L’année 2015 promet de bonnes choses pour la formation française, qui vient de sortir son troisième album : « Deadly Scenes », cette fois-ci, indépendamment de leur ami et collaborateur Arno Strobl. Avec des dates prévues un peu partout en France, il y a fort à parier que ce groupe de metal expérimental se fera bientôt connaître de nombreux metalleux en quête de folie lunatique !
C’est à quelques heures de la Release Party que nous nous sommes entretenus avec Emmanuel Rousseau (aka Howahkan Ituha), responsable des claviers et des arrangements chez 6H33.
Il s’agit du premier album avec Florent Charlet (alias Rorschach) au chant et à l’écriture. Qu’est-ce qui a changé au niveau de la composition de l’album mais aussi en studio ?
Chez 6H33, le chant est toujours composé indépendamment du reste. De ce fait, rien n’a réellement changé au niveau instrumental. C’est toujours Nicko (Nicolas Pascal, ndlr) qui compose l’essentiel des morceaux avant de les réarranger en studio avec moi. Avec Arno Strobl, on était un peu sans filet car il composait les lignes de chant de son côté par rapport à notre musique. On ne découvrait le résultat qu’au moment de l’enregistrement. Avec Flo, il y a vraiment eu un travail préparatoire de composition des lignes de chant, d’arrangement, etc. Cela nous a permis de mieux voir où on allait et réellement se pencher sur les détails.
Qu’avez-vous appris de votre collaboration avec Arno ?
Plein de choses ! Cette collaboration a vraiment fait mûrir le groupe, en plus d’avoir fait connaître 6H33. On a bénéficié d’une très belle exposition qu’on n’avait pas eu avec le premier album. C’est aussi une super rencontre humaine et musicale, et on est restés de très bons amis. D’ailleurs, j’ai été invité aux synthés sur la formation live de CARNIVAL IN COAL, et je pense qu’on n’en restera pas là.

★ ★ ★ ★

Consigne écrite A:
Repérez chaque ligne des enregistrements qui contient le mot « concrete », puis recopiez-la.
L'entretien avec 6H33 et les enregistrements n'ont aucun lien entre eux.

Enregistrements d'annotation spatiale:
★ ★ ★ ★

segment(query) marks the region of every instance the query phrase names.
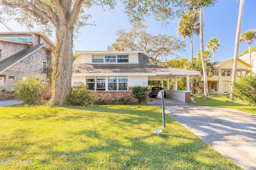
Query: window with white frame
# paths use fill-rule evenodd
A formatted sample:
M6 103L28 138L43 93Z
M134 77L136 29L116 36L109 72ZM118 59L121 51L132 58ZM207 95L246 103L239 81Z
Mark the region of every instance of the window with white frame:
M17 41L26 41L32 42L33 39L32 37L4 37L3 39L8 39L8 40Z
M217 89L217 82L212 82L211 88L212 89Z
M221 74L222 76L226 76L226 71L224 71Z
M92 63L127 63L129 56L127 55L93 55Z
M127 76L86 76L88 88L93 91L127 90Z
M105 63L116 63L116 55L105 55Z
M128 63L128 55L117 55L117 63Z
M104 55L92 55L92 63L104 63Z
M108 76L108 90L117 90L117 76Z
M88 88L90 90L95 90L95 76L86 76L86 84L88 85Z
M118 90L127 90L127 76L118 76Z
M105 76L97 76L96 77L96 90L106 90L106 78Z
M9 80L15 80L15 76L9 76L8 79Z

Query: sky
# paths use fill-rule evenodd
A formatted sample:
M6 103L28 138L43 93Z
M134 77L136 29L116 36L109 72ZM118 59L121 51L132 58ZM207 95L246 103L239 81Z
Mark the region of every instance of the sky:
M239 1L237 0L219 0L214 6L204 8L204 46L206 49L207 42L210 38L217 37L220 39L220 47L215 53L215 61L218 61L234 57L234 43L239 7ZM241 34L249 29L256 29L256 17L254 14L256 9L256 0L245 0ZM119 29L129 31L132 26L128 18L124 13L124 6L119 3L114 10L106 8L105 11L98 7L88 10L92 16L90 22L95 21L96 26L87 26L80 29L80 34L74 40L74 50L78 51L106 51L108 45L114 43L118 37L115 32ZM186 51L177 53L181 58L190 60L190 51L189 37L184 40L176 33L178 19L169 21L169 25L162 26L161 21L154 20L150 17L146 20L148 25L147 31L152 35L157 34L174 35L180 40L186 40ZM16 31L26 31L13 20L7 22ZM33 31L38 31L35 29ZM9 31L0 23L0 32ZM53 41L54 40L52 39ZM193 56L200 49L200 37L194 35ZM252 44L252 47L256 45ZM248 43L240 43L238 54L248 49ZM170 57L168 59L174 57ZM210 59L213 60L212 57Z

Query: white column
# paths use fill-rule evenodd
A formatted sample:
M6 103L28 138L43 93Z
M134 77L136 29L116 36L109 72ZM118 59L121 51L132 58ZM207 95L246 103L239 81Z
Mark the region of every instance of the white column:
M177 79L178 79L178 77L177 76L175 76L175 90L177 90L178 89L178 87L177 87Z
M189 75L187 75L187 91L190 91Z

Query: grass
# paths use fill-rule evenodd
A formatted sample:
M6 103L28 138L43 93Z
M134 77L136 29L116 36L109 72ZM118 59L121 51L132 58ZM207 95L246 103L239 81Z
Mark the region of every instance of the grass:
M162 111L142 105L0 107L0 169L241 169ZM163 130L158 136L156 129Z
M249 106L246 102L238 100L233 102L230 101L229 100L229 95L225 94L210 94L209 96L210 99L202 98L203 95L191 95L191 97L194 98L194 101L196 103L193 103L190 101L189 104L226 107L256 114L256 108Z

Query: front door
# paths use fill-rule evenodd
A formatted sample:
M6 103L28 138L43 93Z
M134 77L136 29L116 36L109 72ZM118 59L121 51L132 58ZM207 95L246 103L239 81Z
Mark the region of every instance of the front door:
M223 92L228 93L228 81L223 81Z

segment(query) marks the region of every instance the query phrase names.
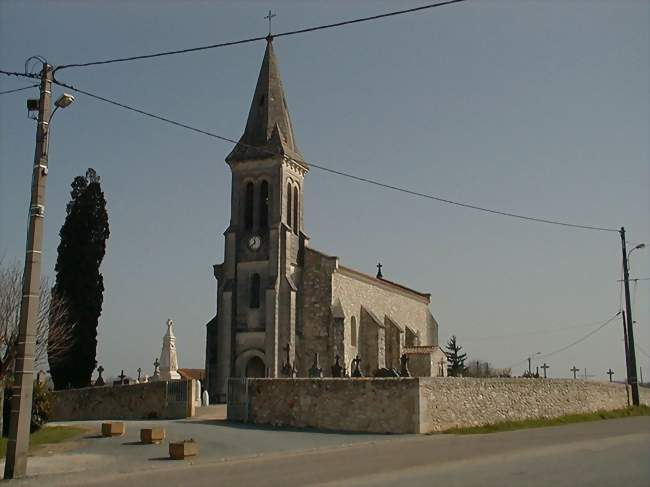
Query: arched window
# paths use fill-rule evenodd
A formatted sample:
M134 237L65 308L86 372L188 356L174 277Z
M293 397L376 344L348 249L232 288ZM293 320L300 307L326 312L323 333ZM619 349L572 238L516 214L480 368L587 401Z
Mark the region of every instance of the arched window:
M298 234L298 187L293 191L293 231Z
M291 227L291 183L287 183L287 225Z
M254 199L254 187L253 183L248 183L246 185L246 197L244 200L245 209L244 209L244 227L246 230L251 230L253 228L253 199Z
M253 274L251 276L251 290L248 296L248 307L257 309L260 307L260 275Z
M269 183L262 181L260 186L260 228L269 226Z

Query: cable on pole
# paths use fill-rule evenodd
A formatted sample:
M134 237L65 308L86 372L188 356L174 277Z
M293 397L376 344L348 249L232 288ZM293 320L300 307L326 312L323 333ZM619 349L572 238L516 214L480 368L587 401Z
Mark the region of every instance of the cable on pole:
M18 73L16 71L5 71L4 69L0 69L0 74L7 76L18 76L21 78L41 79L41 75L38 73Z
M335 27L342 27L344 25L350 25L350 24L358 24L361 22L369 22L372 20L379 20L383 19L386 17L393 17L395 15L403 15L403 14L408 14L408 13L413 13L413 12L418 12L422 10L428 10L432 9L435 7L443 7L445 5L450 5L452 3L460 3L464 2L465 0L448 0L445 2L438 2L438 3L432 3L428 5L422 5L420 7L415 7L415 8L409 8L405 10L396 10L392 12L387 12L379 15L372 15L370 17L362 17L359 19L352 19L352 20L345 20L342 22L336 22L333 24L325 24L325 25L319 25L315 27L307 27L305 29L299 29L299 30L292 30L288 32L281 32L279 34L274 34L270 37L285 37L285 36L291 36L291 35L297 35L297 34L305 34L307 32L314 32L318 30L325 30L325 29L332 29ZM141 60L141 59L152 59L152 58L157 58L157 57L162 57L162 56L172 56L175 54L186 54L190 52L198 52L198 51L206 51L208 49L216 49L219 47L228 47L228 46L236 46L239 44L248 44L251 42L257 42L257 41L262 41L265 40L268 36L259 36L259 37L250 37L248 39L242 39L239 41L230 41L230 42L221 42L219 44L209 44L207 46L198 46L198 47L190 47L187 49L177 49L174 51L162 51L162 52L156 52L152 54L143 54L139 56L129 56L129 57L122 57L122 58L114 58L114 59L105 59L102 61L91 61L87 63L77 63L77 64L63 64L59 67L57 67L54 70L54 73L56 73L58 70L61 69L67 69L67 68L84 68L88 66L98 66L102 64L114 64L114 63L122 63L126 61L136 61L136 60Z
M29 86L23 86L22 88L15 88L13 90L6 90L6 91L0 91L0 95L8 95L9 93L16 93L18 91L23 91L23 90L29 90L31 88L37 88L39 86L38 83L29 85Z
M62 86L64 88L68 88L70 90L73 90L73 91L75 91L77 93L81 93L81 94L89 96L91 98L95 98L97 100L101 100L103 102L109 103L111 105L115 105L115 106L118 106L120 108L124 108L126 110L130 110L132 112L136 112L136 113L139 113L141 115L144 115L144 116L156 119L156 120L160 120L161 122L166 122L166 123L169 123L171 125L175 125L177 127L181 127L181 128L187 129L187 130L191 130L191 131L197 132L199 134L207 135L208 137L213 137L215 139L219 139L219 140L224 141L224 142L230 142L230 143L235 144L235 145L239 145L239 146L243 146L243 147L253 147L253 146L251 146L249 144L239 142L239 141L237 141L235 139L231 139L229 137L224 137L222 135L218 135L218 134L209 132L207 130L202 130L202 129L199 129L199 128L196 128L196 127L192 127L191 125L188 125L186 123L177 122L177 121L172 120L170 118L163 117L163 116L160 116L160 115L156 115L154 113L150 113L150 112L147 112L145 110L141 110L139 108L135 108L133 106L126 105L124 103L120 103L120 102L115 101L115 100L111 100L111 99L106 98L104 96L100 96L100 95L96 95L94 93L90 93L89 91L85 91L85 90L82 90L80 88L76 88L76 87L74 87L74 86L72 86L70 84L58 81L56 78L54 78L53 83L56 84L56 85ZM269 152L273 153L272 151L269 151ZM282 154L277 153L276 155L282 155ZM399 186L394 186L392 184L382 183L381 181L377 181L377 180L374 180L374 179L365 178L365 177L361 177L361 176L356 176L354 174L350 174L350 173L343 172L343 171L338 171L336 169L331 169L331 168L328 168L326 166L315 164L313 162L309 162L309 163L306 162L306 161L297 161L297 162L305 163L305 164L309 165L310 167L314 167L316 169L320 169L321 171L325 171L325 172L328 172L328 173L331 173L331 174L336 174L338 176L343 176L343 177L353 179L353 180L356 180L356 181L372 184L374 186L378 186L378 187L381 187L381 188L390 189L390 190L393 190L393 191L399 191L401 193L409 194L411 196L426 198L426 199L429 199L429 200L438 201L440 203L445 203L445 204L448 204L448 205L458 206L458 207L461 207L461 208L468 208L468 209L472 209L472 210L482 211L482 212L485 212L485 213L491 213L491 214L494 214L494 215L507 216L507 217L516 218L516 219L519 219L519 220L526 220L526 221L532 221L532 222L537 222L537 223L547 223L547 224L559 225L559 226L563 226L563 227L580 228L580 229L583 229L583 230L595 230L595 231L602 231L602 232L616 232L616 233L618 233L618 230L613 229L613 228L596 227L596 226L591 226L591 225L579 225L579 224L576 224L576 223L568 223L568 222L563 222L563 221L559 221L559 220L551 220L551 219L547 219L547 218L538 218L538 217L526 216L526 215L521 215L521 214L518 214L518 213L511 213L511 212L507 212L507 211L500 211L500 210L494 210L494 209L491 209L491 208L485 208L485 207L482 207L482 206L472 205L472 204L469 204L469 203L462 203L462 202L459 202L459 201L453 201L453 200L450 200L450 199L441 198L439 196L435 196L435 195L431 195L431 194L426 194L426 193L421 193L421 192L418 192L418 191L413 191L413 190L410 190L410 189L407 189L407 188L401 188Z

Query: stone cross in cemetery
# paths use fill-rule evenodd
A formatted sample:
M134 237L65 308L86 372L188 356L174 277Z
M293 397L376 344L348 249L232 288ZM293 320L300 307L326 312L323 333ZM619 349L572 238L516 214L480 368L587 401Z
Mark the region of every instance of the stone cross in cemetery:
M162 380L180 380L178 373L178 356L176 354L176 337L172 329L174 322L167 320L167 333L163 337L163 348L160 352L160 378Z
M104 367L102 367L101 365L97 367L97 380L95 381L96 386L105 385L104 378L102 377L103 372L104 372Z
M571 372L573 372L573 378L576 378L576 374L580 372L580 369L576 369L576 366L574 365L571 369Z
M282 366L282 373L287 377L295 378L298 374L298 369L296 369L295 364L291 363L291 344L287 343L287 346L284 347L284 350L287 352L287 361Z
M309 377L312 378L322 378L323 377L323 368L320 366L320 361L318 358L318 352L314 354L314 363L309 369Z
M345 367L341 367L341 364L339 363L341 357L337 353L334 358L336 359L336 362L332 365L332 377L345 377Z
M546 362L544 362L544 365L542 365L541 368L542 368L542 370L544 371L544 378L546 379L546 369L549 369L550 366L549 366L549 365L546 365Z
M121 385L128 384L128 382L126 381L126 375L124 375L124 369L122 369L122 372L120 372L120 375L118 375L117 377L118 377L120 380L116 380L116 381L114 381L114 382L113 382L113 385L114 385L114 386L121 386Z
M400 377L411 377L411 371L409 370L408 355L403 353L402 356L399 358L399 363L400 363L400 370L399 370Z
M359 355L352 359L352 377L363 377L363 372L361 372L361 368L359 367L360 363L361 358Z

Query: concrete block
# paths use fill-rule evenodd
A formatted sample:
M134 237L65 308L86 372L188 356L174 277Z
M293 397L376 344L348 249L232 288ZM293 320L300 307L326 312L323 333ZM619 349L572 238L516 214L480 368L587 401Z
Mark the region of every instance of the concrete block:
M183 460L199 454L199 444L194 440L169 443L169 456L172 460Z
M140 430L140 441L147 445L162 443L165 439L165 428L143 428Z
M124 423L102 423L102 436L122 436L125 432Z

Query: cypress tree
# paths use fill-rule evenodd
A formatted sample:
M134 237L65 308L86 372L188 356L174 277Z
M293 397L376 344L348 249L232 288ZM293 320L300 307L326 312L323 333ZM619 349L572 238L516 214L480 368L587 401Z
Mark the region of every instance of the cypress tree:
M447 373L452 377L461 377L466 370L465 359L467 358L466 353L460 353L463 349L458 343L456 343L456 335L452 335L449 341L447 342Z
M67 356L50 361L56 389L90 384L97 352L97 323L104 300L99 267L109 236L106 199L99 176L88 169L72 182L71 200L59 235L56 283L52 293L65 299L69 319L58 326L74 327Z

★ ★ ★ ★

Consigne écrite B:
Poursuivez l'entretien avec 6H33 à la suite de sa dernière phrase.

Réponse finale A:
Query: concrete block
Mark the region of every instance of the concrete block:

Réponse finale B:
Avec le recul, même si on est super contents de cette collaboration, elle était amenée à se terminer, et on apprécie le fait de revenir à la formule « 6H33 en solo ». Cela nous permet vraiment d’une part, de présenter Rorschach, d’autre part, d’entamer un nouveau chapitre de notre parcours.
« Deadly Scenes » revient sur les Sept Péchés Capitaux. Pourquoi avoir souhaité aborder ce thème ?
Je ne sais pas quel est ton avis sur la question, mais pour moi, le thème des Sept Péchés Capitaux n’est pas l’idée la plus originale qui soit, surtout en musique ! On souhaitait surtout se pencher sur la manière dont on le détournerait. Le but n’était pas de faire un album qui s’écouterait en regardant le film « Se7en »… On voulait éviter de l’aborder de manière grave, sombre, moralisatrice ou religieuse. L’intérêt était de saisir ce concept, en apparence très austère, et de le tourner à la sauce 6H33. Avec un morceau par péché, on a établi des petites situations farfelues, des histoires qui mettent en scène des personnages, sans but moralisateur.
Peux-tu nous en dire plus à propos de la voix féminine qui vous accompagne tout au long de « Deadly Scenes » ?
Cette chanteuse s’appelle Bennie et vient plutôt du milieu de la pop. Nicko a déjà beaucoup collaboré avec elle dans le passé. On avait vraiment le désir de donner à cet album une couleur très « comédie musicale », avec un gros travail sur les voix, les arrangements, les chœurs… Pour cela, il nous fallait des timbres différents. Rorschach est toujours le chanteur principal, mais les chœurs ont aussi leur importance. On entend aussi beaucoup la voix de Nicko, et on a même invité une chorale de dix personnes… Le but était vraiment d’avoir une grande diversité de timbres de voix et d’ambiances.
Dans le morceau éponyme, nous avons même l’intervention d’un narrateur. À qui appartient cette voix ?
C’est celle de George Kleuser, un ami à moi d’origine texane et qui habite à Paris depuis cinq ans maintenant. On s’est dit qu’il avait une belle voix de texan, très… « résumé des épisodes précédents » ! On aime bien intégrer à notre son des gens extérieurs…
Pourquoi cette référence à la chanteuse écossaise Susan Boyle dans les paroles de ce titre ?
J’ai vraiment honte de ce que je vais te dire… C’était une idée de Rorschach. Au début du morceau, on parle d’un type prénommé Glenn qui a une pustule sur la fesse dotée de la parole ! Oui, tu as bien entendu… Elle s’appelle Susan tout simplement parce que « pustule » en anglais se dit « boyle »… Ce qui nous fait « Susan Boyle ». C’est là la triste vérité ! (Rires !)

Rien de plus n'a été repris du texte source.